* Tugas 1: Menurut bagian teks, perusahaan apa yang menerbitkan buku yang diresume?

* Bagian Teks:
RESUME TEORI HUKUM

TEORI HUKUM
Resume Buku Dengan Judul “Teori Hukum (Mengingat, Mengumpulkan, dan Mebuka Kembali”), Pengarang Prof. Dr. H.R. Otje Salman., SH dan Anthon F. Susanto, SH., M.Hum, Tahun terbit 2013, Penerbit PT. Refika Aditama. Peresume FENDI PRASETYO KURNIAWAN, SH Mahasiswa Magister Ilmu Hukum Pascasarjana Universitas Muhammadiyah Malang.

* Tugas 2: Skalakan ulang baris-baris catatan mulai dari baris yang memuat "the green leaf" sampai dengan baris yang memuat "[(1183, 757), (1283, 666), (1252, 698), (1140, 787)]", kedua baris itu ikut. Tulis kembali hanya baris-baris tersebut, permintaannya juga, dengan setiap koordinat jawaban dikalikan 1,85 dan dibulatkan ke bilangan bulat (angka setengah dibulatkan ke atas), sementara koordinat pada contoh format dibiarkan tetap.

* Catatan Tugas Ini:
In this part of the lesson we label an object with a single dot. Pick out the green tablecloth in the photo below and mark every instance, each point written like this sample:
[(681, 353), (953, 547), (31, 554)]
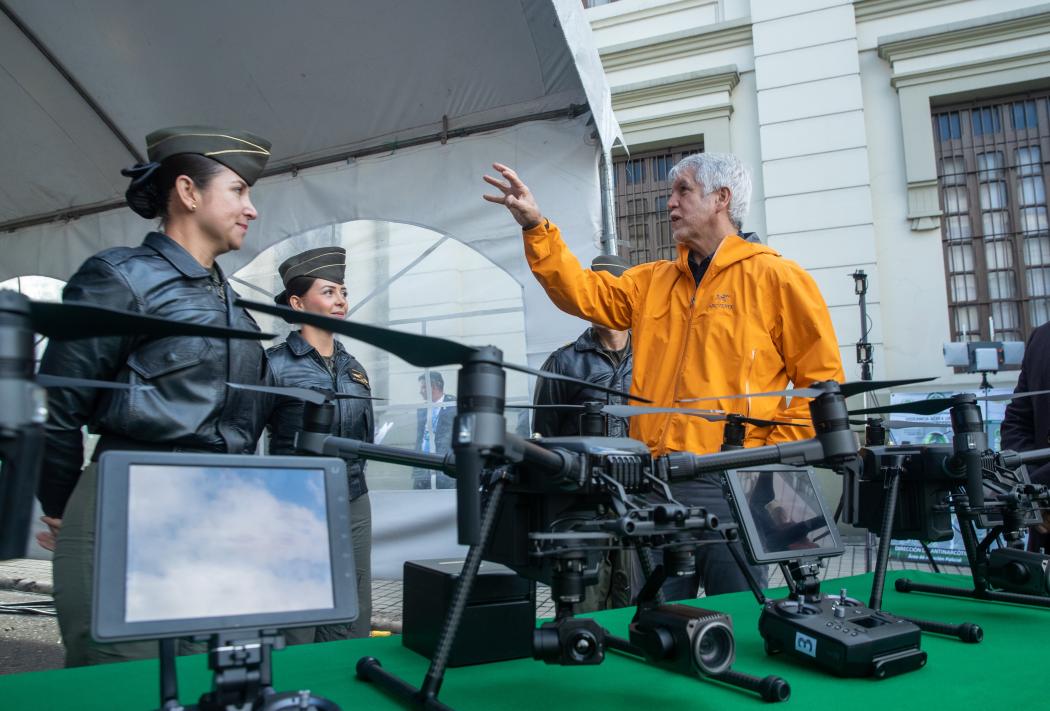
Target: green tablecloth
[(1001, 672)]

---

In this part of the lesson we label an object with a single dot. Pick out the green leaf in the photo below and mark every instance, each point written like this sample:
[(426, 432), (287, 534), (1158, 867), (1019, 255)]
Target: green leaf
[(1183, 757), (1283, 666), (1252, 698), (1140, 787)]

* * *

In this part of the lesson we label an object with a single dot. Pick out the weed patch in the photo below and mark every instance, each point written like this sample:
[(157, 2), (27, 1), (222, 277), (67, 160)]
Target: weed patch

* Hasil Latihan 1: PT. Refika Aditama.

* Hasil Latihan 2:
In this part of the lesson we label an object with a single dot. Pick out the green leaf in the photo below and mark every instance, each point written like this sample:
[(426, 432), (287, 534), (1158, 867), (1019, 255)]
Target: green leaf
[(2189, 1400), (2374, 1232), (2316, 1291), (2109, 1456)]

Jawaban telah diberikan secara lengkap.